[Exercise description]
Would you set down every entry again, exactly as written?

[Data records]
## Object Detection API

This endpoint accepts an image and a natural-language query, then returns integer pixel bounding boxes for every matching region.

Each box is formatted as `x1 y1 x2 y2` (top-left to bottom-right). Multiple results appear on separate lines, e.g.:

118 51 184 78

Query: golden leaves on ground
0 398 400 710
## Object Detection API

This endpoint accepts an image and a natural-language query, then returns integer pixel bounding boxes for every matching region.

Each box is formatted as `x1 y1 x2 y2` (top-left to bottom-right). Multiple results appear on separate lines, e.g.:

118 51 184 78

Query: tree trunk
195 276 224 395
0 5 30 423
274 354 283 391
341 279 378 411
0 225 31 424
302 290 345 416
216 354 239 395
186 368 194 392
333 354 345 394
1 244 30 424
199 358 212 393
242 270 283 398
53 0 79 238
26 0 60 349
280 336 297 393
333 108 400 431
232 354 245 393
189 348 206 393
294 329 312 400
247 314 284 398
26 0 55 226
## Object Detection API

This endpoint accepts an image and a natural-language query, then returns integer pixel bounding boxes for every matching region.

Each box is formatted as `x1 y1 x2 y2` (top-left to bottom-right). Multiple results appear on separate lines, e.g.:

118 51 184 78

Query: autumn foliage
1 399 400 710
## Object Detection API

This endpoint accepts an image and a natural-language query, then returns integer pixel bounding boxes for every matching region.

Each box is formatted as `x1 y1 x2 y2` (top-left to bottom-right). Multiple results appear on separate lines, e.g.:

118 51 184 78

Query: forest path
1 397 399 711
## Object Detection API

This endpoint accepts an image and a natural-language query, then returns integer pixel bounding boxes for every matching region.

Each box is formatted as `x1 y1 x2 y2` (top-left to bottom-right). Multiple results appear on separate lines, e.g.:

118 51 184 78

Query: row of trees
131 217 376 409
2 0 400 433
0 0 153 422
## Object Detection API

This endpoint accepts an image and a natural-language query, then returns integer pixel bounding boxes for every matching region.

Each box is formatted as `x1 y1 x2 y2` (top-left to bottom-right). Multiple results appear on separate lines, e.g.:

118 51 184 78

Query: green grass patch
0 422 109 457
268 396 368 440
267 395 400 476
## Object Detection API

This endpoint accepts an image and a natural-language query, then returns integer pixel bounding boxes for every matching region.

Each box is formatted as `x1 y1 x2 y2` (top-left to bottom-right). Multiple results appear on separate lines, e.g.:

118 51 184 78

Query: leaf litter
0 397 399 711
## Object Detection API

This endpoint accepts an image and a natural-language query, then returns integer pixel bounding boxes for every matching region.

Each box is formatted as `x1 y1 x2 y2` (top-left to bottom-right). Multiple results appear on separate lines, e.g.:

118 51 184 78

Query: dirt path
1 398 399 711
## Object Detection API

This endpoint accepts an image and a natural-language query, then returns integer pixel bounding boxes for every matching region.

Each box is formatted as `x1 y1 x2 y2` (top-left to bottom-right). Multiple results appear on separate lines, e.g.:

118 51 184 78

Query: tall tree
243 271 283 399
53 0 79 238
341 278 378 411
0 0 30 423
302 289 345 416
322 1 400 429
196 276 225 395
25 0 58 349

[Written response]
## Object Detection API

This endpoint accepts an image and a natural-language query, then returns integer pixel bounding boxes for every matching region.

Each box is formatted as `x1 y1 x2 y2` (top-left to bottom-right). Multiple results appear on separate lines, e.g.:

118 51 184 78

Query: golden leaves on ground
0 398 400 710
## Object Detection API

This endpoint accepts an image and a natural-language query, then returns integer pixel bounding boxes for every matching region.

Each box is formatted as `x1 y1 x2 y2` (top-left to bottom-right). Multiple results appear on separate lines, e.g.:

118 51 184 78

Query: tree trunk
195 276 224 395
0 5 30 423
274 354 283 391
341 279 378 411
0 225 31 424
302 290 345 416
216 354 239 395
186 368 194 392
333 354 345 394
1 244 30 424
199 358 212 393
242 270 283 398
53 0 79 238
26 0 60 349
280 336 297 393
333 108 400 431
232 354 245 393
189 348 206 393
294 329 312 400
247 314 284 398
26 0 55 226
## Object Detection API

This endpoint accepts an image and a natural-language query, then returns integer pixel bounding boxes for every matching region.

Each box is formatted as `x1 y1 x2 y2` (top-left to bottom-right). Multiple results appear on separate lines, e.g.:

118 51 184 78

Query: autumn foliage
1 399 400 710
## Object Detection API

This endpoint accepts an image and a natural-language query, then returns integer pixel bounding boxes for every matching region.

Each box is formatted as `x1 y1 x2 y2` (top-left to bottom-right). Multiple results appear on separate lines, e.g.:

118 51 184 78

Query: forest path
1 397 399 711
## Object Detection API

This endpoint accepts an image and a natural-language query, then returns integer pixel bounding boxes for every matching region.

Each box is formatted as `x1 y1 x2 y2` (top-left to bottom-right). Multiple results appear on separate lines, e.g.:

118 51 184 78

Query: row of trees
131 217 376 409
2 0 400 433
0 0 153 422
## Object Detection API

This endpoint accepts an image and a natural-language query, then returns integer pixel bounding boxes for every matching region.

Each box is formatted as `x1 y1 x2 y2` (top-left to bottom-right). Multiple results appear on separate lines, e.g.:

118 51 184 78

Query: green grass patch
0 422 109 457
268 396 368 440
267 395 400 476
## Object Detection API

This endpoint accepts an image and a natural-language query, then returns integer pixel bounding boxes for every matching region.

Each box is formatted as `x1 y1 x2 y2` (top-left to bottom-right). Multiple results appear on separate lines, e.g.:

118 51 184 78

Query: leaf litter
0 397 399 711
## Object Detection API

This endpoint accepts an image and a natural-language query, then returns integer pixel bounding boxes for every matching region.

Each box is formatted as `x1 y1 x2 y2` (top-left to bottom-right). Multiple results appear on separate lines, e.g.:

118 51 184 78

Query: dirt path
1 398 399 711
## Object Detection API

This endpoint accepts an image and a natural-language query, then returns integer pixel bounding boxes for every matching region.

Each box is formatted as `x1 y1 x2 y2` (top-left to bottom-right). Multiple results appear on separate lines, e.g.:

118 51 184 78

Query: tall tree
243 271 283 399
53 0 79 238
341 278 378 411
0 0 30 423
302 289 345 416
322 1 400 429
196 276 225 395
25 0 58 349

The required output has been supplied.